**PROBLEM TO WORK ON**
Collect every line in the material below that contains the string "panel", treating uppercase and lowercase letters as distinct.
***
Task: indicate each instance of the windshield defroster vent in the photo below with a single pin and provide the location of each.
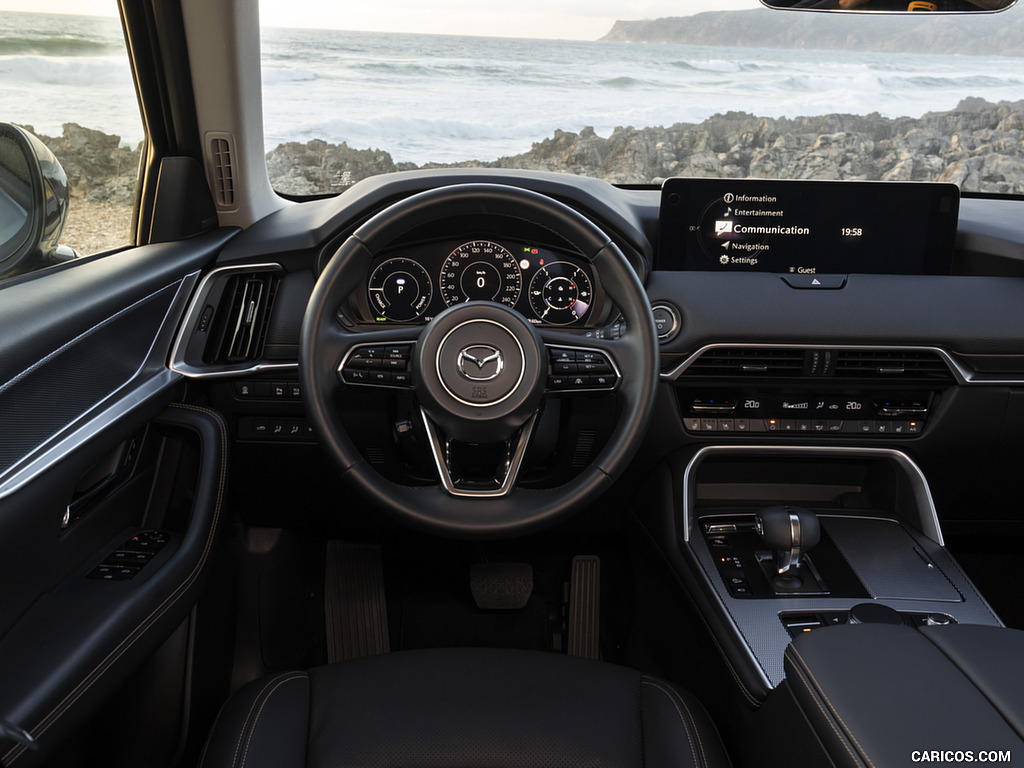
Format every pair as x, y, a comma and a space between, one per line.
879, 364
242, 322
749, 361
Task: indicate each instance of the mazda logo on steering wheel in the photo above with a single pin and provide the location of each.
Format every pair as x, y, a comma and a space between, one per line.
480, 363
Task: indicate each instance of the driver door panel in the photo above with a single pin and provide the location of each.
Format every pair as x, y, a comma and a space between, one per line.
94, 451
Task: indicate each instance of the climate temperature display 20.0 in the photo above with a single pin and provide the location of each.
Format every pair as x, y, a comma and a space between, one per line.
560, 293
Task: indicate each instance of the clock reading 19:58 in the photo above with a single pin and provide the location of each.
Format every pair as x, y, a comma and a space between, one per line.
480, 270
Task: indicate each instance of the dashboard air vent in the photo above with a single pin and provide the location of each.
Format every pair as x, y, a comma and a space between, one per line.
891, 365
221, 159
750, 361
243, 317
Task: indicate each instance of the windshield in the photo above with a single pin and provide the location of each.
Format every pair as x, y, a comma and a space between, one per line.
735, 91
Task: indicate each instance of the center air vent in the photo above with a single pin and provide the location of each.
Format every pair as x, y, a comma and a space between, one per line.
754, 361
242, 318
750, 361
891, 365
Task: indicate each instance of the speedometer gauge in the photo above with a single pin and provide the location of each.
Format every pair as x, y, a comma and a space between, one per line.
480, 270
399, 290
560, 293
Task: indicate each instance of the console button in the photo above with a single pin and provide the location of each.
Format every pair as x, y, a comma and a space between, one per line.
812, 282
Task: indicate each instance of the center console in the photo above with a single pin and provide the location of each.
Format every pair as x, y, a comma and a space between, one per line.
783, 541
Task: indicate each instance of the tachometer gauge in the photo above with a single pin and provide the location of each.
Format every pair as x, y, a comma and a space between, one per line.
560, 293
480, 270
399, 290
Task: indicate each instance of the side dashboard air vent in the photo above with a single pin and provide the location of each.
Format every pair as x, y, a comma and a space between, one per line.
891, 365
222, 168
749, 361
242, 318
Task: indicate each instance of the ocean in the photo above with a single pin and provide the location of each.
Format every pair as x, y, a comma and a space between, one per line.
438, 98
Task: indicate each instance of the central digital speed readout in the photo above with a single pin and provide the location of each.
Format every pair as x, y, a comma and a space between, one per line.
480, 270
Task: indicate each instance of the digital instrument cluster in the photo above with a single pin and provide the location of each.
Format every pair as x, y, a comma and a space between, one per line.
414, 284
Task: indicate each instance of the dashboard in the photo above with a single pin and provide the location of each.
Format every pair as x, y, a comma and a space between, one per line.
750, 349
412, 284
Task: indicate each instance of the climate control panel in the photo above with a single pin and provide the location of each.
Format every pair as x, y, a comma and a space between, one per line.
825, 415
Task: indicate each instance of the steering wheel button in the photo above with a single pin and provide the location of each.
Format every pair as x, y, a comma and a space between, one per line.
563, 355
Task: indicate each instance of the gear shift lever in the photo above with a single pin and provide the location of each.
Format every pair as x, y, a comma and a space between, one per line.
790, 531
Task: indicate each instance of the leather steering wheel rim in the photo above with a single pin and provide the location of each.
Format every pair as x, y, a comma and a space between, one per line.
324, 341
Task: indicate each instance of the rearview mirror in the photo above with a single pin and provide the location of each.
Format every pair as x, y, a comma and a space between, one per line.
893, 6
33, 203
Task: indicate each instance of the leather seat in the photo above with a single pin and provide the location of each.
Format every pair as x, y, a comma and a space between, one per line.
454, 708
***
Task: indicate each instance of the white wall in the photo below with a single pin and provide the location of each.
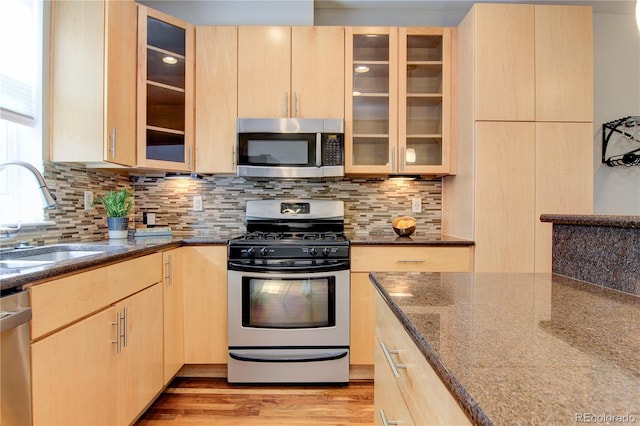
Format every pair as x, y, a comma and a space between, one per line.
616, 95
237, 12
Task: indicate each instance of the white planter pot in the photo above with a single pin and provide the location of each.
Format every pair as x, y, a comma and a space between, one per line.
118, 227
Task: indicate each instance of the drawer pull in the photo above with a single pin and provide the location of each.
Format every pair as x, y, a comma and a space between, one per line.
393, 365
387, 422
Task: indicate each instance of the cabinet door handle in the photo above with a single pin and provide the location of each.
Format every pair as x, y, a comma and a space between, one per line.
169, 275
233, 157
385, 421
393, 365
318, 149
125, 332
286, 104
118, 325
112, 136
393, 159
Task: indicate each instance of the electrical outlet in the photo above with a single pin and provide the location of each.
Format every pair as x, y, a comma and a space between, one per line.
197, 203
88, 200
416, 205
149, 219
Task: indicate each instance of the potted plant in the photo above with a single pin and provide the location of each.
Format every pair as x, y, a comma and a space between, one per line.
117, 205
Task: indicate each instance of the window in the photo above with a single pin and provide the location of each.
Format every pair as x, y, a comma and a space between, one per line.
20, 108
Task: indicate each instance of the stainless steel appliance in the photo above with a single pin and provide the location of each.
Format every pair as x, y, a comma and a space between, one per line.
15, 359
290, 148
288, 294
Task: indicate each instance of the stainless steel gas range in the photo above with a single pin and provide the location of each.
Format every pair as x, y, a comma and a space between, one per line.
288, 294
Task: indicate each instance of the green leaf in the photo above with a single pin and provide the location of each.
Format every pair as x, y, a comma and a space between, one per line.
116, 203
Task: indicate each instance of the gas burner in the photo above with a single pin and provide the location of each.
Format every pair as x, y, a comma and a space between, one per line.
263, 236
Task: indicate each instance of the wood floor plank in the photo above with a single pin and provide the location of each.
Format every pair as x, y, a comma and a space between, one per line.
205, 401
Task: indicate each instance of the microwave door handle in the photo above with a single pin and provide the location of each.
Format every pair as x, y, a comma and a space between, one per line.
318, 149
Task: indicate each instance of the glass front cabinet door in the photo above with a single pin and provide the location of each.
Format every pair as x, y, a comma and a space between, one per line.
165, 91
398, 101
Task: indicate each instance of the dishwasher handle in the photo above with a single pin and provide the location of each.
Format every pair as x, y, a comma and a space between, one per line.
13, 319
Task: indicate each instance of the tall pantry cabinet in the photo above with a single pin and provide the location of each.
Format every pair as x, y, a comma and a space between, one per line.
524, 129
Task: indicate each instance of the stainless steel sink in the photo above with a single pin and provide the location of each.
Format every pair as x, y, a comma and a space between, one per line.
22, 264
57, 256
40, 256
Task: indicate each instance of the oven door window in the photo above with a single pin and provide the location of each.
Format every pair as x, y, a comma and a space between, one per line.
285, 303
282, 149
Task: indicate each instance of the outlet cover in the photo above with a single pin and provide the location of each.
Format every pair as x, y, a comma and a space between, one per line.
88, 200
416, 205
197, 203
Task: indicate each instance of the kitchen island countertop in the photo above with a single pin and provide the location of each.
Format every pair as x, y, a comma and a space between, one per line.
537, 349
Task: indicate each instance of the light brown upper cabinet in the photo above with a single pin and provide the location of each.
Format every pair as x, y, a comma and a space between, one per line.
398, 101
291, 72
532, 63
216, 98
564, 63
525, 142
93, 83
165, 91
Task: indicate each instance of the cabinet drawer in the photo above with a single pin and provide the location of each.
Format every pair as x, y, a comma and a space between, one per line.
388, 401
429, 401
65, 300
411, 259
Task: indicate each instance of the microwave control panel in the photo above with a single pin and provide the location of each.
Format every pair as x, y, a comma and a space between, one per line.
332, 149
***
**REPLY**
Task: indicate each instance of the driver door panel in the photo above with a single pin and provide the location of each.
Task: indicate each instance of the climate control panel in the photo above with a single pin and provide the location of each.
Task: indicate each instance of the microwave control panel in the photo above with a single pin and provide the location of each.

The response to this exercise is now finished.